**AIM OF THE TASK:** Write out the lines below word for word, starting with the line that contains "Question. Locate the log" and going on through the final line, including both.

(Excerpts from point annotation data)
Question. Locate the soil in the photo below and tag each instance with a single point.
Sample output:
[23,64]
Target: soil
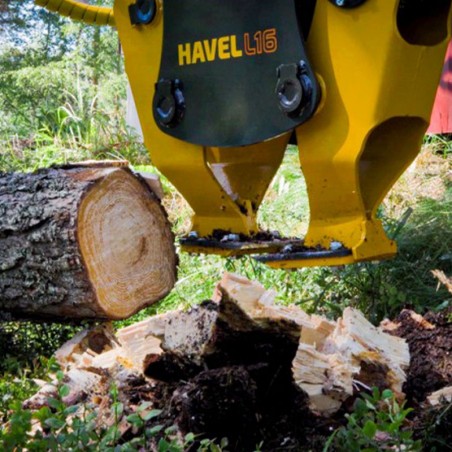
[431,353]
[245,391]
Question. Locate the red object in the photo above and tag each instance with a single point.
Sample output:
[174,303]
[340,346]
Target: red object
[441,120]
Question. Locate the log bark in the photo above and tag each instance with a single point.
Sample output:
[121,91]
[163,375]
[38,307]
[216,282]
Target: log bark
[82,241]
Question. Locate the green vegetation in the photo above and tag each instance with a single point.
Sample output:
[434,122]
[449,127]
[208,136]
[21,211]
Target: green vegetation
[376,424]
[62,98]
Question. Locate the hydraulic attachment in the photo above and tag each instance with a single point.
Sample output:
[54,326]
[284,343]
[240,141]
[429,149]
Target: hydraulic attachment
[221,86]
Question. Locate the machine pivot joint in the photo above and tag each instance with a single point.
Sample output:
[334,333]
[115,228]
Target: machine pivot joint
[169,103]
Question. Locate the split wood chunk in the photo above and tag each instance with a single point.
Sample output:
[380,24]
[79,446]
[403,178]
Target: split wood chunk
[89,240]
[354,355]
[444,395]
[141,341]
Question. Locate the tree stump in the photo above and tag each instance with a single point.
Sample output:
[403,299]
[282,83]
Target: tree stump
[82,241]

**EXPECTED OUTPUT:**
Question. Locate the log bark in the photo above and tag each instance with a single point.
Sample output:
[121,91]
[163,375]
[38,307]
[216,282]
Target: log bark
[82,241]
Question. Locate the green vegetation in the photo above and tag each instance with a single point.
Sample output:
[434,122]
[449,127]
[208,136]
[21,211]
Target: green vegetation
[376,424]
[62,98]
Question. Locate the hydraulic attachment in the photo above and tag each instance with a single point.
Sample output:
[54,326]
[284,343]
[240,141]
[429,149]
Target: hydraulic attachment
[221,86]
Question. Locate the machine pivot joint in the photo above and tag each instance with a single point.
Sample output:
[334,333]
[115,228]
Target: machine pivot joint
[169,103]
Question. Locate the split wood chunk in the photo above and tag each instance with a single point.
Sample output:
[380,24]
[79,446]
[403,178]
Target: split wood chunk
[89,240]
[354,355]
[444,395]
[141,341]
Question. Locate the tree stump in the photo above and tag each instance with a single point.
Sample output:
[403,299]
[282,83]
Target: tree stump
[82,241]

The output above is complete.